→ **DIRECTIONS**:
A) Answer these from the Bang! Records passage:
(i) Which act put out the label's first release, and in what format?
(ii) Besides Melbourne, which city's music scene does the label focus on?
(iii) What did the label expand to include once Juan-Mari Iturrarte joined?
B) Resume the Bang! Records passage, picking up right after its final sentence.

→ **PASSAGE SHOWN**:
** BEGIN **

- Founded: 1998
- Founder: Juan Mari Iturrarte Gorka Munster
- Genre: Swamp rock Garage rock Punk blues Noise rock
- Country of origin: Spain
- Location: Basque Country
- Official website: bang-records.net

= Bang! Records =

Spanish rock record label

Bang! Records is a Spanish record label from the Basque Country, which was formed in 1998 by Gorka Munster and Juan-Mari Iturrarte. The label has a primary focus on artists from Melbourne, Australia, and New York City's swamp, noise and punk blues music scene. Acts among the Bang! Records roster include The Beasts Of Bourbon, The Scientists, Rowland S. Howard of The Birthday Party, Brian Henry Hooper, The Drones, The Gun Club and Jeffrey Lee Pierce.

==History==
Bang! Records was originally conceived by Gorka Munster with the aim of releasing 7-inch vinyl singles. The first release appeared in 1998 with a 7-inch single release by Senor No. This was followed by singles from Brother Brick, The Hellacopters and The Nomads. With the addition of Juan-Mari Iturrarte, the label expanded to include gatefold vinyl LP releases and reissues with a growing focus on the Australian swamp blues music scene.

** END **

[Saved data entries]

** BEGIN **

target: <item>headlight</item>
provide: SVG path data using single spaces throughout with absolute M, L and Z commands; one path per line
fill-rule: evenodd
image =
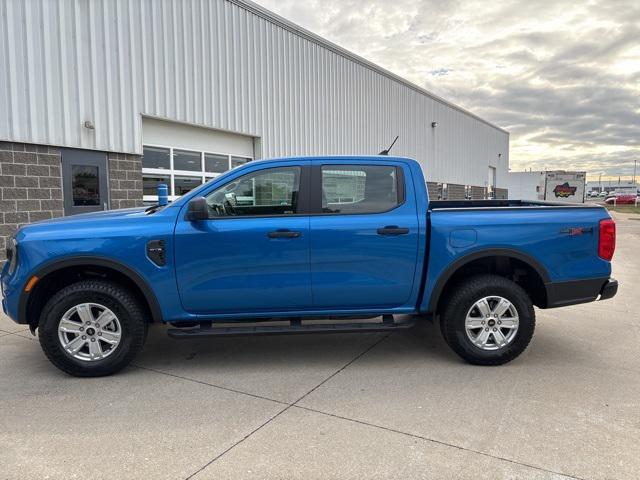
M 7 242 L 7 262 L 9 263 L 8 273 L 12 274 L 18 264 L 18 242 L 14 237 L 9 237 Z

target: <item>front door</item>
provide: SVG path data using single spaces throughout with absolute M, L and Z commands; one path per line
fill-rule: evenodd
M 312 190 L 312 205 L 322 197 L 321 214 L 310 220 L 314 306 L 405 305 L 413 292 L 419 229 L 415 203 L 405 201 L 411 185 L 405 185 L 403 167 L 327 161 L 313 168 L 311 184 L 321 191 Z
M 107 210 L 107 154 L 92 150 L 62 150 L 64 214 Z
M 208 220 L 178 220 L 176 275 L 185 310 L 311 306 L 307 177 L 302 165 L 252 170 L 205 195 Z

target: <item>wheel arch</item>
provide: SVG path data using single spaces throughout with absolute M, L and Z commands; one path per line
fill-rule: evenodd
M 493 248 L 471 252 L 455 260 L 447 269 L 440 274 L 431 292 L 428 309 L 429 313 L 438 313 L 442 300 L 446 298 L 447 291 L 457 281 L 461 274 L 469 271 L 474 266 L 493 267 L 500 276 L 509 278 L 516 270 L 523 270 L 525 275 L 525 291 L 532 297 L 535 305 L 546 307 L 547 294 L 545 284 L 549 283 L 550 277 L 547 269 L 531 255 L 519 250 L 508 248 Z M 520 282 L 516 282 L 520 283 Z
M 88 276 L 98 277 L 112 273 L 114 280 L 124 283 L 133 289 L 136 296 L 143 303 L 143 307 L 146 308 L 151 321 L 162 321 L 162 311 L 158 299 L 140 273 L 111 258 L 81 255 L 48 262 L 30 276 L 36 276 L 38 280 L 30 292 L 22 291 L 18 303 L 18 313 L 19 318 L 27 320 L 26 323 L 29 324 L 31 331 L 35 331 L 38 326 L 40 311 L 44 303 L 46 303 L 47 293 L 51 291 L 51 283 L 58 277 L 64 276 L 65 273 L 73 275 L 81 272 L 88 274 Z M 66 279 L 66 283 L 61 285 L 60 288 L 74 283 L 69 280 Z M 80 280 L 80 277 L 78 277 L 78 280 Z M 60 288 L 55 289 L 59 290 Z

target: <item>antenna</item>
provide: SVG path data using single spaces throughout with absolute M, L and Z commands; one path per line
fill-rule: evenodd
M 393 142 L 391 142 L 391 145 L 389 145 L 389 148 L 387 148 L 386 150 L 381 151 L 378 155 L 389 155 L 389 151 L 391 150 L 393 145 L 396 143 L 396 141 L 398 140 L 399 136 L 400 135 L 396 135 L 396 138 L 393 139 Z

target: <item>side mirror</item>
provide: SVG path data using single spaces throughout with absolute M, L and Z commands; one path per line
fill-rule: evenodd
M 196 197 L 187 205 L 187 220 L 195 222 L 209 219 L 209 207 L 204 197 Z

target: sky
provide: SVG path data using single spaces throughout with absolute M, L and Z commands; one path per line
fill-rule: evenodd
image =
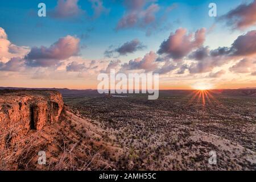
M 96 89 L 115 69 L 162 89 L 256 87 L 255 26 L 252 0 L 2 0 L 0 86 Z

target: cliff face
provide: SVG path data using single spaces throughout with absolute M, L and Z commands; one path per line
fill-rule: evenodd
M 64 103 L 56 91 L 0 91 L 0 146 L 58 121 Z

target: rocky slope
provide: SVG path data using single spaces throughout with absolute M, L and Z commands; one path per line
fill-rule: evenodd
M 61 95 L 57 92 L 0 92 L 1 133 L 3 136 L 1 147 L 16 143 L 31 130 L 40 130 L 47 123 L 57 121 L 63 105 Z
M 104 133 L 57 91 L 0 91 L 0 171 L 112 169 L 119 149 L 102 142 Z

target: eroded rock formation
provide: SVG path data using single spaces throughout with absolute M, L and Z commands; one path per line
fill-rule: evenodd
M 63 105 L 57 91 L 1 91 L 0 146 L 8 147 L 30 131 L 57 122 Z

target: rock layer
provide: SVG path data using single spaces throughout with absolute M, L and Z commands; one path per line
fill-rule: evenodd
M 31 130 L 57 122 L 63 106 L 57 91 L 0 91 L 1 146 L 6 147 Z

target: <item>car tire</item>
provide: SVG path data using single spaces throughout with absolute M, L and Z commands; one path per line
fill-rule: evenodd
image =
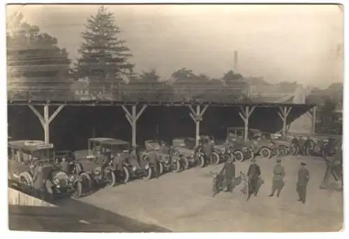
M 130 180 L 130 171 L 126 166 L 122 167 L 121 183 L 126 183 Z
M 240 150 L 237 150 L 234 151 L 234 157 L 235 157 L 235 161 L 242 162 L 244 161 L 244 153 Z
M 110 187 L 114 187 L 117 185 L 117 176 L 113 171 L 110 171 L 107 174 L 110 177 L 108 177 L 108 185 Z
M 163 162 L 158 162 L 158 174 L 163 175 L 163 169 L 164 169 Z
M 287 155 L 287 149 L 285 146 L 280 146 L 277 148 L 278 156 L 284 157 Z
M 246 161 L 250 161 L 255 157 L 255 153 L 252 150 L 248 149 L 248 153 L 246 155 L 244 155 L 244 160 Z
M 212 161 L 215 165 L 218 165 L 221 162 L 221 157 L 216 152 L 212 153 Z
M 203 168 L 205 167 L 205 164 L 204 156 L 202 156 L 202 155 L 199 156 L 199 157 L 198 158 L 198 166 L 200 168 Z
M 28 172 L 22 172 L 20 174 L 20 184 L 24 187 L 33 187 L 34 180 L 31 175 Z
M 146 170 L 146 174 L 147 176 L 144 177 L 144 179 L 149 180 L 151 178 L 151 176 L 153 176 L 153 169 L 151 167 L 149 167 L 149 169 Z
M 82 187 L 85 190 L 91 190 L 94 187 L 94 180 L 91 176 L 87 172 L 82 172 L 80 174 L 80 178 L 82 181 L 82 185 L 85 185 Z M 86 184 L 84 183 L 87 183 Z
M 181 156 L 181 161 L 183 164 L 183 169 L 186 170 L 189 169 L 189 160 L 188 160 L 188 158 L 185 156 Z
M 82 183 L 81 182 L 76 182 L 74 184 L 74 192 L 73 193 L 71 196 L 73 199 L 80 198 L 81 196 L 82 195 L 82 190 L 83 190 Z
M 264 158 L 270 158 L 272 157 L 272 151 L 270 148 L 263 147 L 260 151 L 260 155 Z

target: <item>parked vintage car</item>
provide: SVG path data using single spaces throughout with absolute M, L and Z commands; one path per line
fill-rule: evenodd
M 162 140 L 146 140 L 144 141 L 145 151 L 141 153 L 141 158 L 147 160 L 149 154 L 152 151 L 156 151 L 158 155 L 159 174 L 163 174 L 165 171 L 170 171 L 175 167 L 171 161 L 170 147 Z
M 267 136 L 270 137 L 272 141 L 275 144 L 278 148 L 278 155 L 285 156 L 288 154 L 295 155 L 297 153 L 298 148 L 296 145 L 292 143 L 292 137 L 290 134 L 288 134 L 286 137 L 284 137 L 281 133 L 270 134 Z
M 197 152 L 195 154 L 195 139 L 193 138 L 176 138 L 172 139 L 173 158 L 177 165 L 175 171 L 187 169 L 191 166 L 205 164 L 202 154 Z
M 242 127 L 229 127 L 227 128 L 227 138 L 225 144 L 229 146 L 229 151 L 232 152 L 236 161 L 251 160 L 255 157 L 255 151 L 250 142 L 244 141 L 245 129 Z M 260 131 L 249 129 L 248 139 L 251 139 Z
M 246 145 L 252 149 L 255 155 L 259 154 L 265 158 L 270 158 L 278 154 L 276 145 L 262 134 L 256 134 L 251 137 L 246 142 Z
M 34 171 L 40 167 L 44 175 L 43 190 L 51 197 L 68 194 L 80 197 L 84 191 L 80 176 L 69 175 L 54 162 L 52 144 L 42 141 L 19 140 L 8 142 L 8 178 L 24 191 L 31 192 Z
M 94 183 L 107 183 L 110 187 L 117 184 L 117 171 L 113 155 L 107 151 L 103 142 L 113 140 L 111 138 L 91 138 L 88 139 L 88 149 L 76 151 L 74 156 L 78 164 L 78 173 L 87 172 Z M 92 185 L 90 182 L 90 185 Z
M 232 155 L 235 161 L 243 162 L 251 160 L 255 157 L 253 147 L 246 145 L 242 141 L 230 141 L 225 142 L 228 152 Z

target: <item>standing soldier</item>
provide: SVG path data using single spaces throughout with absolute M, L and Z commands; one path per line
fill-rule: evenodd
M 299 144 L 299 154 L 302 155 L 305 155 L 305 141 L 303 137 L 299 137 L 298 141 Z
M 209 140 L 205 139 L 205 142 L 203 142 L 203 151 L 204 153 L 208 160 L 208 162 L 209 162 L 210 164 L 212 164 L 212 151 L 213 151 L 213 146 L 210 144 Z
M 150 163 L 155 168 L 155 178 L 158 178 L 158 154 L 156 151 L 152 151 L 148 155 L 148 158 L 149 160 Z
M 34 165 L 34 174 L 33 174 L 33 182 L 34 187 L 35 189 L 35 192 L 36 196 L 40 199 L 43 199 L 44 195 L 44 174 L 43 171 L 43 167 L 39 164 L 36 164 Z
M 291 142 L 296 147 L 296 148 L 298 149 L 298 152 L 299 152 L 299 141 L 298 140 L 298 138 L 297 137 L 294 137 L 293 139 L 292 139 Z
M 255 159 L 252 159 L 251 160 L 251 164 L 248 167 L 248 171 L 247 171 L 247 176 L 248 177 L 248 196 L 247 197 L 247 200 L 248 200 L 253 194 L 255 196 L 257 196 L 257 193 L 258 192 L 258 183 L 259 178 L 260 176 L 260 167 L 257 162 L 255 162 Z
M 309 156 L 309 150 L 311 148 L 311 140 L 310 139 L 309 137 L 307 137 L 304 142 L 305 155 Z
M 64 171 L 66 173 L 69 174 L 69 163 L 66 161 L 66 159 L 65 157 L 62 157 L 62 162 L 61 162 L 61 167 L 63 171 Z
M 285 186 L 285 183 L 283 183 L 283 178 L 285 177 L 285 169 L 281 165 L 281 160 L 276 160 L 276 165 L 274 167 L 273 170 L 274 177 L 273 177 L 273 186 L 272 189 L 272 193 L 269 196 L 273 196 L 275 191 L 278 191 L 276 196 L 280 196 L 283 186 Z
M 301 162 L 301 168 L 298 171 L 298 180 L 297 182 L 297 192 L 299 196 L 298 201 L 305 203 L 306 196 L 306 186 L 309 180 L 309 171 L 305 168 L 306 163 Z
M 225 189 L 225 192 L 232 192 L 234 179 L 235 178 L 235 164 L 234 164 L 232 159 L 229 158 L 227 160 L 221 171 L 221 174 L 225 179 L 223 187 Z

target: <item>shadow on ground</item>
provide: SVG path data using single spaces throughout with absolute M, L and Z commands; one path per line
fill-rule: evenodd
M 103 199 L 102 199 L 103 200 Z M 171 232 L 73 199 L 57 207 L 8 206 L 9 229 L 52 232 Z

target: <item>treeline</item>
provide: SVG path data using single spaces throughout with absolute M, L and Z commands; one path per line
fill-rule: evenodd
M 185 68 L 170 79 L 161 79 L 154 70 L 135 72 L 131 51 L 105 6 L 87 19 L 79 57 L 73 63 L 57 38 L 24 21 L 21 14 L 7 22 L 9 99 L 247 100 L 248 84 L 231 70 L 220 79 Z

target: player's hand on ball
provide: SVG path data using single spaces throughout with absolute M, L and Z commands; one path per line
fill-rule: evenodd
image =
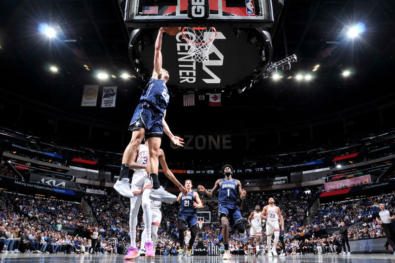
M 244 197 L 245 197 L 245 196 L 247 195 L 247 192 L 244 189 L 241 190 L 241 195 Z
M 183 186 L 180 186 L 179 187 L 178 187 L 178 189 L 180 190 L 180 191 L 181 191 L 183 193 L 183 194 L 184 194 L 186 196 L 188 195 L 188 191 L 187 191 L 187 189 Z
M 184 147 L 184 139 L 181 137 L 179 137 L 178 136 L 174 136 L 171 138 L 171 141 L 175 145 L 177 146 L 181 146 L 181 147 Z
M 206 189 L 204 188 L 200 185 L 198 186 L 198 190 L 199 192 L 204 192 L 205 190 Z

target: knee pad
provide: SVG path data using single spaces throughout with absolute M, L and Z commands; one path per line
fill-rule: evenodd
M 236 224 L 235 226 L 239 233 L 243 233 L 245 232 L 245 227 L 244 227 L 244 224 L 241 220 L 239 221 Z
M 198 229 L 197 225 L 194 225 L 192 227 L 191 227 L 191 238 L 193 238 L 193 237 L 196 237 L 196 236 L 198 235 L 198 232 L 199 231 L 199 229 Z
M 185 221 L 181 220 L 178 221 L 178 231 L 180 232 L 182 231 L 182 232 L 184 233 L 184 231 L 185 231 L 185 226 L 186 226 L 187 223 L 185 223 Z

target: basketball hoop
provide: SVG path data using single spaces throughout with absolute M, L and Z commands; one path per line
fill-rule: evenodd
M 198 224 L 199 224 L 199 228 L 201 229 L 203 227 L 203 220 L 198 220 Z
M 182 29 L 182 37 L 191 47 L 188 53 L 192 54 L 196 62 L 208 60 L 208 51 L 216 37 L 217 31 L 214 27 Z

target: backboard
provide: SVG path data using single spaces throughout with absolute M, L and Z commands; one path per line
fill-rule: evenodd
M 129 27 L 214 26 L 269 28 L 271 0 L 127 0 Z
M 179 33 L 163 36 L 162 67 L 169 72 L 166 83 L 171 90 L 183 92 L 220 92 L 243 89 L 262 75 L 272 59 L 270 35 L 260 29 L 216 27 L 217 37 L 209 50 L 209 60 L 196 62 Z M 129 56 L 139 76 L 148 81 L 154 69 L 157 28 L 132 32 Z

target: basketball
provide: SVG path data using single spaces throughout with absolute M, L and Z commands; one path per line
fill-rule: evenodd
M 166 33 L 170 36 L 175 36 L 177 33 L 181 31 L 181 28 L 172 27 L 172 28 L 164 28 L 164 30 Z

** END **

→ **REPLIES**:
A)
(i) Senor No, with a 7-inch single.
(ii) New York City.
(iii) Gatefold vinyl LP releases and reissues.

B)
To mark the label's ten year anniversary, the Big Bang! Festival was held August 15 and 16 2008, at Collingwood's The Tote Hotel. The festival featured performances by Kim Salmon & The Surrealists, The Kill Devil Hills, Stu Thomas, Brian Henry Hooper, Spencer P. Jones, Hugo Race and others.

==Artists==

- The Beasts Of Bourbon
- The Scientists
- Rowland S. Howard
- The Gun Club
- Spencer P. Jones
- Brian Henry Hooper
- The Drones
- The Chrome Cranks
- Hugo Race
- Kim Salmon and the Surrealists
- Five Dollar Priest
- Woman
- Ian Rilen
- The Bakelite Age
- Jerry Teel and the Big City Stompers
- Jeffrey Lee Pierce
- The Hellacopters
- Boris Sujdovic
- The Devastations
- Sacred Cowboys
- The Meanies
- The Kill Devil Hills
- The Green Mist
- Stu Thomas
- The Nomads
- Dimi Dero, Inc.
- Penny Ikinger
- The Butcher Shop
- Tiger By The Tail
- Black Pony Express
- The Celibate Rifles
- The Proton Energy Pills
- The Seminal Rats
- James McCann
- Senor No
- The Voyeurs
- Brother Brick
- The Yes Men
- Bored!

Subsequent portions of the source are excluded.